◆ GOAL: Count the lines of the entries below that contain the string "patch", with case taken into account, and state only the number.

◆ Excerpts from a pointing dataset:
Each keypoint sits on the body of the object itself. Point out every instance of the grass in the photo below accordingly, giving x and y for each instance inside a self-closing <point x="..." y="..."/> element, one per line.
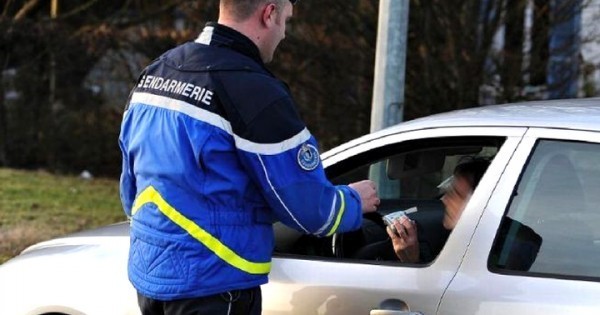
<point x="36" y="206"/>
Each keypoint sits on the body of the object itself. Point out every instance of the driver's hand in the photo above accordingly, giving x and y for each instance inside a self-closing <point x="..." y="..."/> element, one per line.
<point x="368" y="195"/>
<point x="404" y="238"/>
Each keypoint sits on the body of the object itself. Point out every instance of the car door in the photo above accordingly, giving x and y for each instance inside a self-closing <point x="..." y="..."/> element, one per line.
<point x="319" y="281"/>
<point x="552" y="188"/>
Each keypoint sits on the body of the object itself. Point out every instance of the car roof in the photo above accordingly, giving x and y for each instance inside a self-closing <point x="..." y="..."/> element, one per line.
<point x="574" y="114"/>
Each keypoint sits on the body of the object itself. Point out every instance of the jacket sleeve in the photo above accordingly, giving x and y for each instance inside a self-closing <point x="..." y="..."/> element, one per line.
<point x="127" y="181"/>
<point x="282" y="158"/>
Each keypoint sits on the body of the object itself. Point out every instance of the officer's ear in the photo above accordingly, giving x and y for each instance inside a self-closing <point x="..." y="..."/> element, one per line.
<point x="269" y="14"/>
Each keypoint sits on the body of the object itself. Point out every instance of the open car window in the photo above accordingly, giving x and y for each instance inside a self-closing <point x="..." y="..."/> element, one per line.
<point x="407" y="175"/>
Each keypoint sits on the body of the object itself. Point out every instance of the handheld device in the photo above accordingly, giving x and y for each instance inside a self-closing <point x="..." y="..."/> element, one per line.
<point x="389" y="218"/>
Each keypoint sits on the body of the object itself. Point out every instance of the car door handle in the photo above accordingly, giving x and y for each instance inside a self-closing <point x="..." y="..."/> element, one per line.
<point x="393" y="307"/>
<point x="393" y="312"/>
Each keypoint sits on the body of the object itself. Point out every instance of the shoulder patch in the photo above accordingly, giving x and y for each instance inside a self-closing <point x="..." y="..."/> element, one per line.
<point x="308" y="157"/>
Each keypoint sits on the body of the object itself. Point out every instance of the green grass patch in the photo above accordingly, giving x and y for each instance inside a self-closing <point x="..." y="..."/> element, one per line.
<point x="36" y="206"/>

...

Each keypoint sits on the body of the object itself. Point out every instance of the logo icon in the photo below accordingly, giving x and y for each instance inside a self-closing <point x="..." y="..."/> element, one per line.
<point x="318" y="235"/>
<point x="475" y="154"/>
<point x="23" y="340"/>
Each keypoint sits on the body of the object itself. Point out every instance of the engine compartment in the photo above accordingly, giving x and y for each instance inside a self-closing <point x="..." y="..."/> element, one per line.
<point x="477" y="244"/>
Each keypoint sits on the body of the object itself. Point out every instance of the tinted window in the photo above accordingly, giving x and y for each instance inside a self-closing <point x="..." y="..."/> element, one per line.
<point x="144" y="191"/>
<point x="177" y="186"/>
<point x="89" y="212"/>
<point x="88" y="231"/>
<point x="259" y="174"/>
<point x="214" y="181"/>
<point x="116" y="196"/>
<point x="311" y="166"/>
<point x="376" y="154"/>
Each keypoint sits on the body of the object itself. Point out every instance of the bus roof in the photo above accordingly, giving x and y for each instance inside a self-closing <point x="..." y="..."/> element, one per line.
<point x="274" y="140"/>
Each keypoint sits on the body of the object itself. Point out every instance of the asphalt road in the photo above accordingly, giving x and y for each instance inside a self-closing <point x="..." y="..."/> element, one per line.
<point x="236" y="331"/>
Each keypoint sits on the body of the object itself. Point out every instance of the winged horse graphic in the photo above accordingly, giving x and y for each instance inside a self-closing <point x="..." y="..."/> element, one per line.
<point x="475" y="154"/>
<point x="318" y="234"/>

◆ CORRECT OUTPUT: 2